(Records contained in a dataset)
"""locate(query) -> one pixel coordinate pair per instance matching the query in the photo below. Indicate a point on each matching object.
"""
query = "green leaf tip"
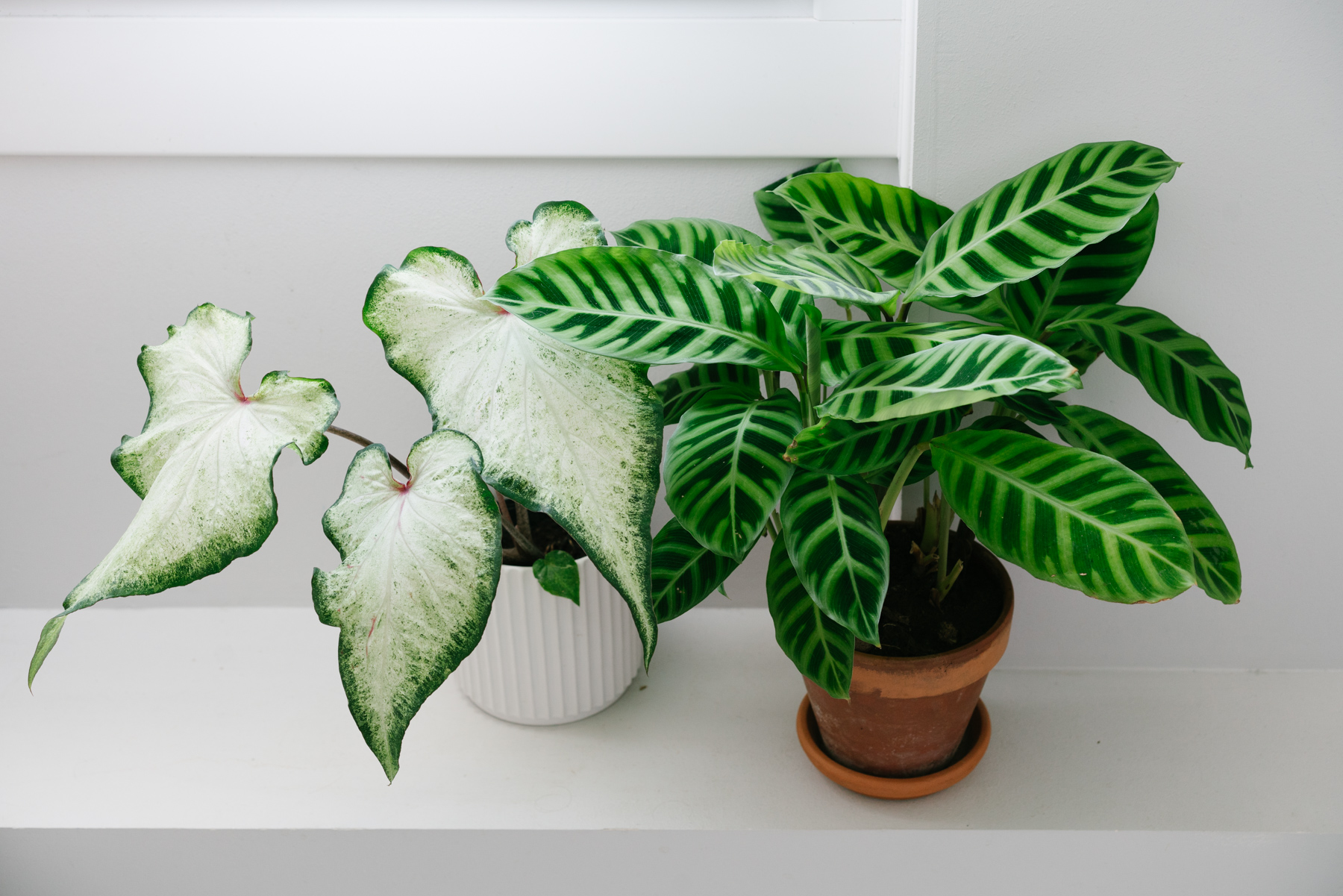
(557, 574)
(46, 641)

**Action item**
Every record above, copied exactly and without a single picture, makes up the answer.

**Answer to this exercise**
"""locate(query) -> one pixel coordinate pair per instance matching the query in the photo below. Indicate a point on each matching object.
"""
query = "green leaf tip"
(557, 574)
(46, 641)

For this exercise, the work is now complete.